[A run of records]
## START
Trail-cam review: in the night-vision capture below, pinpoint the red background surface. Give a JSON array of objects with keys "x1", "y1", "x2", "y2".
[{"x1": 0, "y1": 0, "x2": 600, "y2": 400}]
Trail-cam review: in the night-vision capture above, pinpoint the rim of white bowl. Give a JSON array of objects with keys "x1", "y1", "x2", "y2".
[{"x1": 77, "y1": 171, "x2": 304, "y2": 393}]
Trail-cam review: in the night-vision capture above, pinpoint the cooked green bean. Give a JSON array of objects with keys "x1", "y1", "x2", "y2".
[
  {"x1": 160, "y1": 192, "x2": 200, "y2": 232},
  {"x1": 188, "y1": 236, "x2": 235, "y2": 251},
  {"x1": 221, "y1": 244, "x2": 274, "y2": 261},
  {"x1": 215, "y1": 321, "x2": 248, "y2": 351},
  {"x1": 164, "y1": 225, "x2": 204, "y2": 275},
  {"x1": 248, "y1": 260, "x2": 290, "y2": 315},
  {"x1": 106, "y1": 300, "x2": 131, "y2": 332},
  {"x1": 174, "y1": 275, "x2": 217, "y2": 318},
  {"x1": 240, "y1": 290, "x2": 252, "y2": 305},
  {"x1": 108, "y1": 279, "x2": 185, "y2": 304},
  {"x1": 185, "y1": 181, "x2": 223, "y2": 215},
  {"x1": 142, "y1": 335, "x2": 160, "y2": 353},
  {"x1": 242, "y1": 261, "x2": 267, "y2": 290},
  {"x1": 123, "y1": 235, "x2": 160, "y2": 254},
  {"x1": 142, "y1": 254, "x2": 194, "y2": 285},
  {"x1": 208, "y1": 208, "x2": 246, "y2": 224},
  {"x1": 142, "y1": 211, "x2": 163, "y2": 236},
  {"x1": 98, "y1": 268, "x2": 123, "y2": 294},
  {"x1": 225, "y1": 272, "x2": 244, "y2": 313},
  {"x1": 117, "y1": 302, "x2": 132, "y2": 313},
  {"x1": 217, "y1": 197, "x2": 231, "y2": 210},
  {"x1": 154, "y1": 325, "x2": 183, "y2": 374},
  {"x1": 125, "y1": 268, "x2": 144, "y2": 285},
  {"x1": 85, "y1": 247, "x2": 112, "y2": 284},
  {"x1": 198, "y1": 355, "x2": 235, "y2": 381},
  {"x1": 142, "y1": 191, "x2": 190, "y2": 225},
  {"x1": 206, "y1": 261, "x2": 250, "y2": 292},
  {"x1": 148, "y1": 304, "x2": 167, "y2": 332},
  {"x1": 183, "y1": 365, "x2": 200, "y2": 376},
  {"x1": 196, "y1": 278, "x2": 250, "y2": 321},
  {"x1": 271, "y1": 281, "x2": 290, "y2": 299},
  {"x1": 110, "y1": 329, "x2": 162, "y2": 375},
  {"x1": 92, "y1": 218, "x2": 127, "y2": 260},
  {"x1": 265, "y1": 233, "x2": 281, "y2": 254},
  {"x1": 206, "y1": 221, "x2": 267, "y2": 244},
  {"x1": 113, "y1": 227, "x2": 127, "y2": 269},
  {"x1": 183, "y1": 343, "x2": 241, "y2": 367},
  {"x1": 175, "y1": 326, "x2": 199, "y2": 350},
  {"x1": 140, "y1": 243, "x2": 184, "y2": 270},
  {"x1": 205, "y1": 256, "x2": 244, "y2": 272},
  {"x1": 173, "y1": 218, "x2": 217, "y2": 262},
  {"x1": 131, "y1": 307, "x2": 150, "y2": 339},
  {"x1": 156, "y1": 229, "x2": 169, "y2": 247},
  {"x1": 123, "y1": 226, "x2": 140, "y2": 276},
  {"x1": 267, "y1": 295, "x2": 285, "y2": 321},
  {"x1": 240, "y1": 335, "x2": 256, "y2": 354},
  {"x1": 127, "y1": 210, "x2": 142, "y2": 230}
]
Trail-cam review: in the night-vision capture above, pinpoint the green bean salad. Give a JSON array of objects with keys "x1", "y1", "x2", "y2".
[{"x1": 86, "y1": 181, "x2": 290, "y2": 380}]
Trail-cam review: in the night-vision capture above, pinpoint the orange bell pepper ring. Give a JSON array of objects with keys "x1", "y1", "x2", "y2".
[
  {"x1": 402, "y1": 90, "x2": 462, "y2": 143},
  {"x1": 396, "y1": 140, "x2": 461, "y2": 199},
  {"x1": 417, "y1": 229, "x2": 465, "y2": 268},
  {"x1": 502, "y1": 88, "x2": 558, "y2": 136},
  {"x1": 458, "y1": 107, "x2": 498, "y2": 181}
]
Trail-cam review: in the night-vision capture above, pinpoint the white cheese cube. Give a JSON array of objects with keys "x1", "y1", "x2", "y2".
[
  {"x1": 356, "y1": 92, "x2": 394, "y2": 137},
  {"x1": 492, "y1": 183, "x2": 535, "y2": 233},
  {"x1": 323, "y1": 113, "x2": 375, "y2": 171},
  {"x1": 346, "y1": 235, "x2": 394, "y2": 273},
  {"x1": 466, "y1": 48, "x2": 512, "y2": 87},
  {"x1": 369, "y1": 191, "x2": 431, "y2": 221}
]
## END
Can you put all of the records above into a numbered list, leaving out any blank lines?

1. Trail-cam review: in the night-vision capture below, pinpoint the red background surface. Give a JSON array of objects with keys "x1", "y1", "x2", "y2".
2. [{"x1": 0, "y1": 0, "x2": 600, "y2": 400}]
3. Trail-cam review: in the night-vision capture above, pinpoint the rim of white bowl. Give a JSON array of objects with keys "x1", "y1", "x2", "y2".
4. [{"x1": 77, "y1": 171, "x2": 304, "y2": 393}]
5. Trail-cam review: in the night-vision capture above, pinpoint the cooked green bean. Give a JSON array of objects with keys "x1", "y1", "x2", "y2".
6. [
7.   {"x1": 160, "y1": 192, "x2": 200, "y2": 232},
8.   {"x1": 188, "y1": 236, "x2": 235, "y2": 251},
9.   {"x1": 221, "y1": 244, "x2": 274, "y2": 261},
10.   {"x1": 215, "y1": 321, "x2": 248, "y2": 351},
11.   {"x1": 164, "y1": 225, "x2": 204, "y2": 275},
12.   {"x1": 248, "y1": 260, "x2": 290, "y2": 315},
13.   {"x1": 106, "y1": 300, "x2": 131, "y2": 332},
14.   {"x1": 174, "y1": 275, "x2": 217, "y2": 318},
15.   {"x1": 240, "y1": 290, "x2": 252, "y2": 305},
16.   {"x1": 108, "y1": 279, "x2": 185, "y2": 304},
17.   {"x1": 185, "y1": 181, "x2": 223, "y2": 215},
18.   {"x1": 142, "y1": 335, "x2": 160, "y2": 353},
19.   {"x1": 242, "y1": 261, "x2": 267, "y2": 290},
20.   {"x1": 123, "y1": 235, "x2": 160, "y2": 254},
21.   {"x1": 142, "y1": 254, "x2": 194, "y2": 285},
22.   {"x1": 208, "y1": 208, "x2": 246, "y2": 224},
23.   {"x1": 142, "y1": 211, "x2": 163, "y2": 236},
24.   {"x1": 98, "y1": 268, "x2": 123, "y2": 294},
25.   {"x1": 225, "y1": 272, "x2": 244, "y2": 313},
26.   {"x1": 117, "y1": 302, "x2": 132, "y2": 313},
27.   {"x1": 217, "y1": 197, "x2": 231, "y2": 210},
28.   {"x1": 154, "y1": 325, "x2": 183, "y2": 374},
29.   {"x1": 125, "y1": 268, "x2": 144, "y2": 285},
30.   {"x1": 85, "y1": 247, "x2": 112, "y2": 284},
31.   {"x1": 198, "y1": 355, "x2": 235, "y2": 381},
32.   {"x1": 142, "y1": 191, "x2": 190, "y2": 225},
33.   {"x1": 206, "y1": 261, "x2": 250, "y2": 292},
34.   {"x1": 148, "y1": 304, "x2": 167, "y2": 332},
35.   {"x1": 183, "y1": 365, "x2": 200, "y2": 376},
36.   {"x1": 196, "y1": 278, "x2": 250, "y2": 321},
37.   {"x1": 271, "y1": 281, "x2": 290, "y2": 299},
38.   {"x1": 110, "y1": 329, "x2": 162, "y2": 375},
39.   {"x1": 92, "y1": 218, "x2": 127, "y2": 260},
40.   {"x1": 265, "y1": 233, "x2": 281, "y2": 254},
41.   {"x1": 206, "y1": 221, "x2": 267, "y2": 244},
42.   {"x1": 113, "y1": 227, "x2": 127, "y2": 269},
43.   {"x1": 183, "y1": 343, "x2": 241, "y2": 367},
44.   {"x1": 175, "y1": 326, "x2": 199, "y2": 350},
45.   {"x1": 140, "y1": 243, "x2": 184, "y2": 270},
46.   {"x1": 205, "y1": 256, "x2": 244, "y2": 272},
47.   {"x1": 173, "y1": 218, "x2": 217, "y2": 262},
48.   {"x1": 131, "y1": 307, "x2": 150, "y2": 339},
49.   {"x1": 156, "y1": 229, "x2": 169, "y2": 247},
50.   {"x1": 123, "y1": 226, "x2": 140, "y2": 276},
51.   {"x1": 267, "y1": 295, "x2": 285, "y2": 321},
52.   {"x1": 240, "y1": 335, "x2": 256, "y2": 354},
53.   {"x1": 127, "y1": 210, "x2": 142, "y2": 230}
54. ]
55. Trail-cam review: in the night-vision capture above, pinpoint the green bean salad. Give a JSON array of objects with keys "x1", "y1", "x2", "y2".
56. [{"x1": 86, "y1": 181, "x2": 290, "y2": 380}]
57. Trail-cam review: in the night-vision capture above, pinpoint the orange bell pepper ring. Give a JSON array of objects with keys "x1", "y1", "x2", "y2".
58. [
59.   {"x1": 402, "y1": 90, "x2": 462, "y2": 143},
60.   {"x1": 396, "y1": 140, "x2": 461, "y2": 199},
61.   {"x1": 417, "y1": 229, "x2": 465, "y2": 268},
62.   {"x1": 502, "y1": 88, "x2": 558, "y2": 136},
63.   {"x1": 458, "y1": 107, "x2": 498, "y2": 181}
64. ]
65. Trail-cam review: in the night-vision capture above, pinpoint the white cheese cube. Give a JSON array of objects with keys "x1", "y1", "x2", "y2".
66. [
67.   {"x1": 356, "y1": 92, "x2": 394, "y2": 137},
68.   {"x1": 492, "y1": 183, "x2": 535, "y2": 233},
69.   {"x1": 323, "y1": 113, "x2": 375, "y2": 171},
70.   {"x1": 346, "y1": 235, "x2": 394, "y2": 273},
71.   {"x1": 466, "y1": 48, "x2": 512, "y2": 87},
72.   {"x1": 369, "y1": 191, "x2": 431, "y2": 221}
73. ]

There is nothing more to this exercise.